» **Task directions**
Write out exactly the lines from the one containing "For the scouting tally, point out every instance of the wispy" through the last line of the records below, including both.

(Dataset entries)
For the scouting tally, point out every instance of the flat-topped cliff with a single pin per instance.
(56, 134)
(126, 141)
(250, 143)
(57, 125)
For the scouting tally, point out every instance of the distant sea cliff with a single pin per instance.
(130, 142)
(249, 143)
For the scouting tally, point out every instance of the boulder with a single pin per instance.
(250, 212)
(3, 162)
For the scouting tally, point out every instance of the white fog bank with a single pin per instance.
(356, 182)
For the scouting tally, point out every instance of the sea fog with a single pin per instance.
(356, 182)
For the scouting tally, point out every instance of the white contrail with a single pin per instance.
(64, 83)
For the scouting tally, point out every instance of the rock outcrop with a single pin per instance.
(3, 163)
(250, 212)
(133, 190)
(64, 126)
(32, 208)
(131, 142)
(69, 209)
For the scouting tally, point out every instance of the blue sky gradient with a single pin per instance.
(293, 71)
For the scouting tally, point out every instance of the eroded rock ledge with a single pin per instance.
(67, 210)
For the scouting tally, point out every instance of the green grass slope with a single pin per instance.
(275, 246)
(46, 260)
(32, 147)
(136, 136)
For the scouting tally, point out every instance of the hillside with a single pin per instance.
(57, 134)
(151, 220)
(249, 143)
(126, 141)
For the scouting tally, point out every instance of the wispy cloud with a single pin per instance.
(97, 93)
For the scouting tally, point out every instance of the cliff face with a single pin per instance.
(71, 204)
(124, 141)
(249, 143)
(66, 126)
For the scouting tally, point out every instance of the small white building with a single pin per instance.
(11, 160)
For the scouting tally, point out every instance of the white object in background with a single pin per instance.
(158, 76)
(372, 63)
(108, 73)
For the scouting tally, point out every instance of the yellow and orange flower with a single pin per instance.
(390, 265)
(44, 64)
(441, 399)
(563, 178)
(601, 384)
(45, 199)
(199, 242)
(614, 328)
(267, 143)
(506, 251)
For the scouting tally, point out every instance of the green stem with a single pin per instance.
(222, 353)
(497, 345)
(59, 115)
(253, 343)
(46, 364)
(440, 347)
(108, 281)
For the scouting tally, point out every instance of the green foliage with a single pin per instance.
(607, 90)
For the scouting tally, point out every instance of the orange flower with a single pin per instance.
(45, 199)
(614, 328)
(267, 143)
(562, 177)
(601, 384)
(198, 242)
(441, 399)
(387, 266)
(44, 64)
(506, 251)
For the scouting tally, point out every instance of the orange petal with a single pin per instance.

» **Full response**
For the scouting tally, point out every instance of the wispy cloud with a single pin per instance.
(97, 93)
For the scouting tally, point out every instance of the cliff face with a single pin per instance.
(71, 204)
(124, 141)
(249, 143)
(66, 126)
For the scouting tally, point out every instance of the small white building with a single pin per instance.
(11, 160)
For the scouting tally, point out every instance of the white object in background with a single pin per instance.
(158, 76)
(372, 63)
(108, 73)
For the scouting tally, point out every instance of the yellow and orange flower with a single pin per instance.
(390, 265)
(44, 64)
(441, 399)
(563, 178)
(601, 384)
(45, 199)
(199, 242)
(614, 328)
(267, 143)
(506, 251)
For the scouting tally, point out every instance of the green stem with a single pin per instance.
(222, 353)
(497, 345)
(59, 115)
(253, 343)
(46, 364)
(440, 347)
(108, 281)
For the scouting tally, point out every instance of the green foliage with a single pin per instance.
(607, 90)
For the scouting tally, point out every instance of the orange flower with a single pin per instance.
(45, 199)
(614, 328)
(267, 143)
(562, 177)
(601, 384)
(198, 242)
(441, 399)
(387, 266)
(44, 64)
(506, 251)
For the scouting tally, point out every instance of the orange petal with a single pin per instance.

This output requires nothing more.